== WHAT IS NEEDED ==
Set down exactly the lines from the one containing "Guideline: for each instance of the marble" through the last line of the records below, both included, and nothing else.

== DATA PROVIDED ==

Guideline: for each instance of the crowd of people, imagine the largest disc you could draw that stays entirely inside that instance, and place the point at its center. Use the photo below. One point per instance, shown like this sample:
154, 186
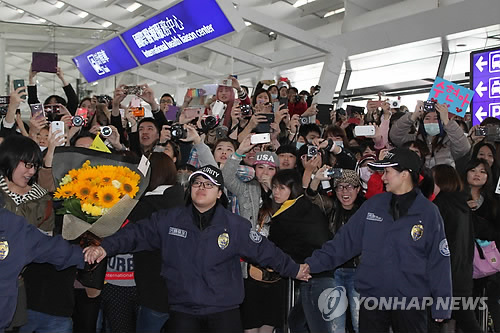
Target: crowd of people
244, 187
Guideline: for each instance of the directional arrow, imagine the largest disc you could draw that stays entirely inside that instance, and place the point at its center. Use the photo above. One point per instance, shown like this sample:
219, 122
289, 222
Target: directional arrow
480, 114
480, 88
480, 63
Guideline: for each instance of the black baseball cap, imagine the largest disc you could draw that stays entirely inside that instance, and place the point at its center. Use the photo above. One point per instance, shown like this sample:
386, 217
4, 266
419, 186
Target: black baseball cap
403, 158
209, 172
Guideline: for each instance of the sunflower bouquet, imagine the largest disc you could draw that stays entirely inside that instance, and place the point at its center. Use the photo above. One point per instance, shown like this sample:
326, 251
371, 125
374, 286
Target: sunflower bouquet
96, 198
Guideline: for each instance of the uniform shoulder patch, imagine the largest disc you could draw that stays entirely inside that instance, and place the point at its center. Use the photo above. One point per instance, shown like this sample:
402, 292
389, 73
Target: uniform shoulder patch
255, 236
443, 248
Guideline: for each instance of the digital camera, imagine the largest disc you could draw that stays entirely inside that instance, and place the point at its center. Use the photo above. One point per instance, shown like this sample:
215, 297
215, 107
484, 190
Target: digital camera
334, 173
105, 131
178, 132
246, 110
429, 106
312, 151
133, 90
77, 121
394, 104
304, 120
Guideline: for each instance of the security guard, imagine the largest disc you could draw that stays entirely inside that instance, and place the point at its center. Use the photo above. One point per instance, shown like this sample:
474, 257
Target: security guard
201, 246
20, 244
404, 253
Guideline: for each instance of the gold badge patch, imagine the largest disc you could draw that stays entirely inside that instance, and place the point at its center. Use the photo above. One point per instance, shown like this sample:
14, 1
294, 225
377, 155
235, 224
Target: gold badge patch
4, 250
417, 232
223, 240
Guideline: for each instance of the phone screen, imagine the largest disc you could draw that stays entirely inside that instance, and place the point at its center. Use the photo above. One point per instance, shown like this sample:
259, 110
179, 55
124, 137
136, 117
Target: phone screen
18, 84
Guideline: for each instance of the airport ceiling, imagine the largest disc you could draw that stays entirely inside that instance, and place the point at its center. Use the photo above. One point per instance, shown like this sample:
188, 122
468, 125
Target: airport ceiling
272, 41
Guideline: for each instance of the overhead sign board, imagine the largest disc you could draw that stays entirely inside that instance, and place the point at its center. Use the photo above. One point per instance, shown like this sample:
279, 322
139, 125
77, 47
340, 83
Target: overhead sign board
182, 26
485, 81
109, 58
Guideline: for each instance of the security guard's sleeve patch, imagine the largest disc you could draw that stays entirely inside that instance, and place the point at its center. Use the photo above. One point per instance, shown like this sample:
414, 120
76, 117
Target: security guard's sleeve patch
443, 248
255, 237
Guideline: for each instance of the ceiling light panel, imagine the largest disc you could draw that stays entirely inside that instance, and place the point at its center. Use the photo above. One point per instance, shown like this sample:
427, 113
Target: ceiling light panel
133, 7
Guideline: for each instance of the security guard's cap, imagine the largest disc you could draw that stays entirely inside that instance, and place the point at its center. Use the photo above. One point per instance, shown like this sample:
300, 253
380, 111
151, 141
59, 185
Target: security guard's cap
403, 158
209, 172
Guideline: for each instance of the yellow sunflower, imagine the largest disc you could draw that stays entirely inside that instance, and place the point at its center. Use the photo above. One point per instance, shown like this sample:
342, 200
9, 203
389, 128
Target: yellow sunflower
64, 192
83, 189
73, 173
108, 196
129, 187
88, 174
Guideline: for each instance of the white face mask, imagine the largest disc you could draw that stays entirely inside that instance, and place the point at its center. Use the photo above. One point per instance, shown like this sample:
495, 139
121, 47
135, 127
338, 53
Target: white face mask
365, 173
432, 129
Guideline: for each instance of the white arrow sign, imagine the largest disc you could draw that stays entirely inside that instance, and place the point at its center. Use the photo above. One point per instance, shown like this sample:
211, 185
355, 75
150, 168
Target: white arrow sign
480, 114
480, 63
480, 88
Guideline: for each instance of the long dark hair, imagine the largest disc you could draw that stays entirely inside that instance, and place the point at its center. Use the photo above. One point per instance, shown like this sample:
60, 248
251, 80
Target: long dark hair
291, 179
18, 148
447, 178
163, 171
495, 168
487, 190
437, 141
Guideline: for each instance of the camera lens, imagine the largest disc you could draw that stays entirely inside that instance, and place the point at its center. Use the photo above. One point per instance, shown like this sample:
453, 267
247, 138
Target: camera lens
106, 131
77, 121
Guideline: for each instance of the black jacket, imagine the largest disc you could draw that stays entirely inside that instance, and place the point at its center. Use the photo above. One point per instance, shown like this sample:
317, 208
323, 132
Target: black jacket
300, 229
151, 288
458, 228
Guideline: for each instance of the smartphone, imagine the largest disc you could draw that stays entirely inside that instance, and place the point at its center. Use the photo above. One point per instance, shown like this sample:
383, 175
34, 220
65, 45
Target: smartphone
323, 114
311, 151
368, 130
57, 126
218, 109
260, 138
227, 83
44, 62
19, 83
5, 100
194, 92
171, 113
481, 131
133, 90
138, 111
276, 106
192, 112
35, 108
266, 126
334, 173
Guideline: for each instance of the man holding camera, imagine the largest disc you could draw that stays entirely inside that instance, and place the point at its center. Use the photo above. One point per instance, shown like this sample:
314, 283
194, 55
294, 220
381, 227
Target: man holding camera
201, 246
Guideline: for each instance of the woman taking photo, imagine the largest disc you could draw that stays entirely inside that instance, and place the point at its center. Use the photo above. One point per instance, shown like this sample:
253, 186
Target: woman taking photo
445, 138
299, 227
339, 210
400, 237
263, 306
483, 203
20, 161
452, 204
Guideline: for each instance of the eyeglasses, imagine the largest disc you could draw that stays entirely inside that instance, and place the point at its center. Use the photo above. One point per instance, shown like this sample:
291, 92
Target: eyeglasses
29, 165
348, 188
207, 185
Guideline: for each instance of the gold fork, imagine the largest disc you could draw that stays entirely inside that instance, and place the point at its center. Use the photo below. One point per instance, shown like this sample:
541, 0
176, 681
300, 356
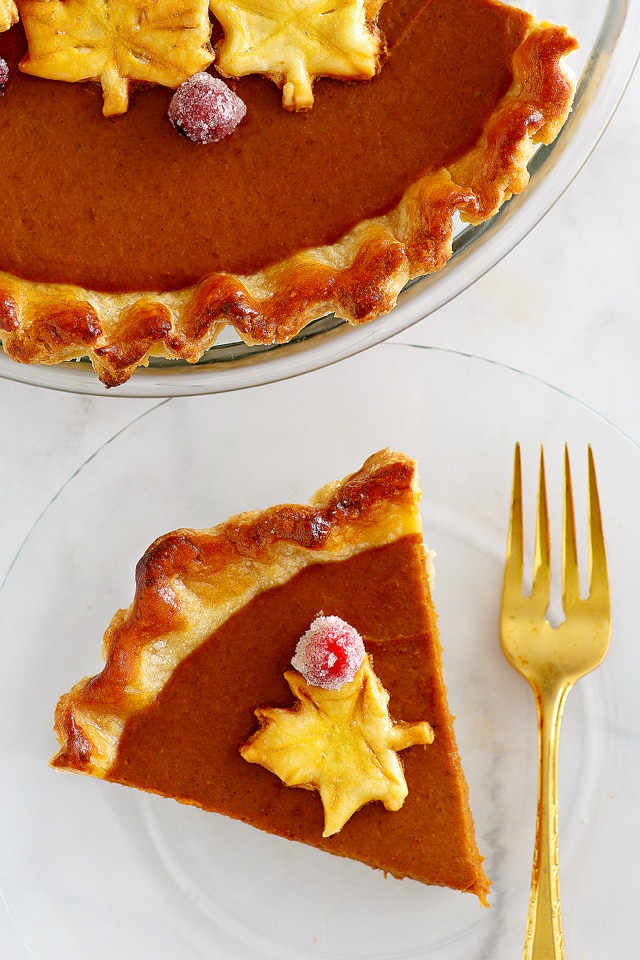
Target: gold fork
552, 660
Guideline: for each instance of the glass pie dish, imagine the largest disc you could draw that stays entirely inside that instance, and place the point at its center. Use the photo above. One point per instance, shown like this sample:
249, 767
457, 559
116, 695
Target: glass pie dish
609, 36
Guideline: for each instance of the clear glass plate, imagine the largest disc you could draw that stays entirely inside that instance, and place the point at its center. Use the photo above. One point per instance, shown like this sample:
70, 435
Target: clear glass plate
609, 34
91, 869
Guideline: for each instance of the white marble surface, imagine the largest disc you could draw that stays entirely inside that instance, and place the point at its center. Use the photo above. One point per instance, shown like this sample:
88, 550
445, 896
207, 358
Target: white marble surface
563, 306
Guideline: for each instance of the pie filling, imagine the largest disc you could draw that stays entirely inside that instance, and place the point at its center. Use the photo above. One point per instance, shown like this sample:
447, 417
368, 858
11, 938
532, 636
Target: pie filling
126, 204
186, 743
123, 241
205, 652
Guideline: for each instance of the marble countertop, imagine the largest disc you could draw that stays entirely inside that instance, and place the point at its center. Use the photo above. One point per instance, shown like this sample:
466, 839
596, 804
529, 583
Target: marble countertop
564, 306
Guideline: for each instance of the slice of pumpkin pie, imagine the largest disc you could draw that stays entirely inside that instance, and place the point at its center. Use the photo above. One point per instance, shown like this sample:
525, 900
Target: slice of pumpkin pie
284, 668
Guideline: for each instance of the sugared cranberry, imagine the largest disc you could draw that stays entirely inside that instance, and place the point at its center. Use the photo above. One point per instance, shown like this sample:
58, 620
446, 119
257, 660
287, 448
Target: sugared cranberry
4, 75
205, 109
329, 654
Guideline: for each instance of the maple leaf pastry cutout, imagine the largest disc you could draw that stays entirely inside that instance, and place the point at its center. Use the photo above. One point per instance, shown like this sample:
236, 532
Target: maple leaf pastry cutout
295, 41
8, 14
342, 743
116, 42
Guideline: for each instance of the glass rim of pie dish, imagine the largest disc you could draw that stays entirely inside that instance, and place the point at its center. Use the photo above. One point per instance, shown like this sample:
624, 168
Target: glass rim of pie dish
603, 66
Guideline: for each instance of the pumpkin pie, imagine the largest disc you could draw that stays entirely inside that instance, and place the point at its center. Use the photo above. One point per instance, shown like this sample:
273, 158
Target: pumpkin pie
202, 659
123, 241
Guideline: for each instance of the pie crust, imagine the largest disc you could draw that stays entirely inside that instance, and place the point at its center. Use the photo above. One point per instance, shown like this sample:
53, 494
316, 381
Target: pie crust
358, 278
209, 637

== TASK RESPONSE ==
Guideline: for each instance of the marble countertop, imagine the largest disc you could draw that stays entirely inside that instance, and place the point at its center. Use the photo above. One point per instance, shown like this sample:
466, 839
596, 804
529, 583
Target: marble countertop
564, 306
Guideline: for each instance of the slice of pumpkin pie, imagine the largest disc you could draw that stays entirely inside that instance, and place the point at its center. Use the photo above. One point per instance, shown like this sample:
525, 900
Target: slice of pumpkin pie
284, 668
Guideline: for each instance of the sugared cranberry, imagine the largest disc you could draw that stays entirely inside that instance, and place the point at its center. Use the photo above. One point per instance, shown like this sample:
58, 620
446, 119
257, 660
287, 448
Target: sugared cranberry
4, 75
205, 109
329, 654
Guideline: for each instance of the maple leaf pastry cutout, imagine the largest disc you could draw that stays entirely inside that instance, and place the point at its center. Use the photo above. One point per instance, shown like this sample:
236, 532
Target: maple leaf pastry cutout
295, 41
8, 14
342, 743
116, 42
Guideline: for each instance of the glass rim of pie dish, imagine the largest disc you could draw that stays entirely inside that instance, and place the point at its center. Use the photo above. One point per instance, shown like this sample:
624, 168
Target: glass rim of pie dish
603, 66
Guideline: for each instance of the pumpkin pie, imagine the largest disc you could draw that stays entirely inside that instance, and place the point at its center. Use the photo above. One point per instance, shown like this sample:
273, 158
Target: pumpkin pie
202, 659
123, 241
Guideline: for each instance of the pie crust, imagine the largest disc you could draw that stays entirely inside that instance, and place the point at its center. Use the photo above. One point per instance, shown like this sample:
53, 494
316, 381
Target: pie crust
358, 278
209, 637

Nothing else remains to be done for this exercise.